Boundary annotation records
=-=-=

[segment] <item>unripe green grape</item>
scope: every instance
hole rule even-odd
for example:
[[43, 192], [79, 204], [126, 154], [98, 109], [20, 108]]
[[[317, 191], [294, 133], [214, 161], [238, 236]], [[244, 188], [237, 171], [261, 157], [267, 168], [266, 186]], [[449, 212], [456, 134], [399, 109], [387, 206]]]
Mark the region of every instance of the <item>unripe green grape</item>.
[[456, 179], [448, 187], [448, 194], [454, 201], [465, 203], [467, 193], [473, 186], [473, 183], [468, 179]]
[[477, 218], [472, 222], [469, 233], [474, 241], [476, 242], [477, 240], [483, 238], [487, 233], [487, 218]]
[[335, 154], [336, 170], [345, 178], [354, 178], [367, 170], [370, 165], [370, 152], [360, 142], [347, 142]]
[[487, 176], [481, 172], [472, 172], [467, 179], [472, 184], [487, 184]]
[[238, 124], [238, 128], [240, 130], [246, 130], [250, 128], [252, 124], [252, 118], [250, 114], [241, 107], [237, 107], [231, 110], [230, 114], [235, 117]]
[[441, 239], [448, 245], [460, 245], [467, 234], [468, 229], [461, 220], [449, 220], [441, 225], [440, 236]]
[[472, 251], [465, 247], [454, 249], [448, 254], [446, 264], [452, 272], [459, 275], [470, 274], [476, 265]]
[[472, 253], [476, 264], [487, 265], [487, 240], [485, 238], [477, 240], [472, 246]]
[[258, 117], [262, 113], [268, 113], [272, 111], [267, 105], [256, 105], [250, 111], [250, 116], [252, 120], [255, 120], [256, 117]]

=-=-=

WHAT IS NEEDED
Rewrite the records above, replacing "unripe green grape" with "green olive" wherever it occurs and keeping every other line and character unchanged.

RESULT FOR THIS EXERCISE
[segment] <item>green olive</item>
scope: every instance
hole rule even-odd
for example:
[[43, 192], [79, 204], [126, 154], [98, 109], [20, 108]]
[[[317, 191], [294, 133], [214, 161], [238, 236]], [[244, 188], [237, 171], [261, 157], [267, 168], [266, 186]], [[449, 212], [456, 134], [399, 109], [387, 206]]]
Mark the region of every instance of the <item>green olive</item>.
[[456, 179], [448, 187], [448, 194], [454, 201], [465, 203], [467, 193], [473, 186], [473, 183], [468, 179]]
[[477, 218], [472, 222], [469, 233], [474, 241], [476, 242], [477, 240], [483, 238], [487, 233], [487, 218]]
[[335, 154], [336, 170], [345, 178], [354, 178], [367, 170], [370, 165], [370, 152], [360, 142], [347, 142]]
[[487, 176], [481, 172], [472, 172], [467, 179], [472, 184], [487, 184]]
[[238, 124], [238, 128], [240, 130], [246, 130], [250, 128], [252, 124], [252, 118], [250, 114], [241, 107], [237, 107], [231, 110], [230, 114], [235, 117]]
[[441, 239], [448, 245], [460, 245], [467, 234], [468, 229], [461, 220], [449, 220], [441, 225], [440, 236]]
[[472, 251], [465, 247], [454, 249], [448, 254], [446, 264], [452, 272], [459, 275], [470, 274], [476, 265]]
[[472, 253], [476, 264], [487, 265], [487, 240], [485, 238], [477, 240], [472, 246]]
[[258, 117], [262, 113], [268, 113], [272, 111], [267, 105], [256, 105], [250, 111], [250, 116], [252, 120], [255, 120], [256, 117]]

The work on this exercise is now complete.